THE REQUEST>
Return all the data, word for word.

--------------------

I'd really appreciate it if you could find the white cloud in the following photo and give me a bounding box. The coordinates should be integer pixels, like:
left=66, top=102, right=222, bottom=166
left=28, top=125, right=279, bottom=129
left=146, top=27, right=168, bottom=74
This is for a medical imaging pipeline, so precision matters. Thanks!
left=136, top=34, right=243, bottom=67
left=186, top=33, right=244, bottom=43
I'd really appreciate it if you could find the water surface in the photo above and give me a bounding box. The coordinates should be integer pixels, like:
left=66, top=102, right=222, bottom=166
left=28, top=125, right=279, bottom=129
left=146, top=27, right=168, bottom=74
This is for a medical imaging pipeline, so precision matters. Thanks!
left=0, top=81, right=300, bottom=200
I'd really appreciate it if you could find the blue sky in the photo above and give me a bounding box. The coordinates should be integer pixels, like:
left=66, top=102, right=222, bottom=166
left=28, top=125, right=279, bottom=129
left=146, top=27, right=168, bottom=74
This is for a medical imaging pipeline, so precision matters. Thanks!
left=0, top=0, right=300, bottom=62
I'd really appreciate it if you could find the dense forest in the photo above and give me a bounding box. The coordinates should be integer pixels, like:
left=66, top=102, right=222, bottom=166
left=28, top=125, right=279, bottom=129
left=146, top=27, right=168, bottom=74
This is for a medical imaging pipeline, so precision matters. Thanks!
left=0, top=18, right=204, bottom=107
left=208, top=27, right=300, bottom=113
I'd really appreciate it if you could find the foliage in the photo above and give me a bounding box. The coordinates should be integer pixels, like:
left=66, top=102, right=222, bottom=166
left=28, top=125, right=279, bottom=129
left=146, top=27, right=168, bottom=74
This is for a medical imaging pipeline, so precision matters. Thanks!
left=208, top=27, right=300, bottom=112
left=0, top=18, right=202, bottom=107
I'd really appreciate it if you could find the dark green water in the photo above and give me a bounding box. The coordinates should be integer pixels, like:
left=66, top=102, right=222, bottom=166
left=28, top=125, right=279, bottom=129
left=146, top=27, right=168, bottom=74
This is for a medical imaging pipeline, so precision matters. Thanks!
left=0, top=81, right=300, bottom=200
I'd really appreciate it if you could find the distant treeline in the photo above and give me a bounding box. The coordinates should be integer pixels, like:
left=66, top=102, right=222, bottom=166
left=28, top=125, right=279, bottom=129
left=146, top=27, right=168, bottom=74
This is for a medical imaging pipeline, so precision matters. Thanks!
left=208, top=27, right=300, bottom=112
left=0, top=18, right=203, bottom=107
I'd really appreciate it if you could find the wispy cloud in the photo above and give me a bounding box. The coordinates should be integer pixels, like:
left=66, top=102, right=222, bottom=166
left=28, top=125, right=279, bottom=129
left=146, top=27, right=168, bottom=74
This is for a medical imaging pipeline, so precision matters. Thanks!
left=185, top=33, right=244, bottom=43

--------------------

TASK RESULT>
I'd really appreciate it if you could find the white cloud in the following photo and give me a bounding box. The coordinates should be integer pixels, like:
left=66, top=102, right=222, bottom=166
left=28, top=125, right=279, bottom=129
left=146, top=27, right=168, bottom=74
This is for a medical imaging pipeline, so precision matters. Thanks!
left=136, top=34, right=243, bottom=67
left=186, top=33, right=244, bottom=43
I'd really appreciate it if you could find the water surface in the photo above and give me a bounding box. The coordinates should be integer pixels, like:
left=66, top=102, right=222, bottom=166
left=28, top=125, right=279, bottom=129
left=146, top=27, right=168, bottom=74
This is for a medical imaging pipeline, so precision matters. Thanks!
left=0, top=81, right=300, bottom=200
I'd really appreciate it if you could find the blue sky in the photo above and give me a bounding box. The coordinates should be integer pixels, like:
left=66, top=102, right=222, bottom=166
left=28, top=125, right=279, bottom=129
left=146, top=27, right=168, bottom=74
This is for a medical imaging pipeline, so precision matters. Thanks!
left=0, top=0, right=300, bottom=62
I'd really appreciate it if you could find the dense forest in the photo above and give me a bounding box. The coordinates should be integer pixels, like:
left=66, top=102, right=222, bottom=166
left=28, top=125, right=279, bottom=129
left=146, top=27, right=168, bottom=74
This is for a medical imaging pipeline, so precision matters. Thanks!
left=0, top=18, right=204, bottom=107
left=208, top=27, right=300, bottom=113
I'd really appreciate it if you could find the foliage in the photo above and give me a bounding box. The coordinates should be integer pixels, like:
left=66, top=102, right=222, bottom=166
left=28, top=125, right=279, bottom=129
left=146, top=27, right=168, bottom=74
This is for a medical imaging pipeline, so precision matters. Thanks!
left=208, top=27, right=300, bottom=112
left=0, top=18, right=202, bottom=107
I'd really appreciate it if you could find the dark green water in the photo above and give me a bounding box. The coordinates should be integer pixels, like:
left=66, top=102, right=222, bottom=166
left=28, top=125, right=279, bottom=129
left=146, top=27, right=168, bottom=74
This is for a medical imaging pipeline, so precision matters. Thanks!
left=0, top=81, right=300, bottom=200
I'd really appreciate it if you could find the distant treeline in the photo above and give me a bounding box. The coordinates should be integer pixels, like:
left=66, top=102, right=222, bottom=166
left=28, top=125, right=279, bottom=129
left=146, top=27, right=168, bottom=74
This is for a medical imaging pipeline, so precision matters. Thanks!
left=208, top=27, right=300, bottom=112
left=0, top=18, right=203, bottom=107
I'd really appreciate it if you could find the wispy cloud in the photo above and give me a bounding box. The coordinates should be integer pixels, like:
left=66, top=102, right=222, bottom=166
left=28, top=125, right=279, bottom=129
left=146, top=27, right=168, bottom=74
This is for a medical imaging pipeline, so precision matters. Thanks!
left=185, top=33, right=244, bottom=43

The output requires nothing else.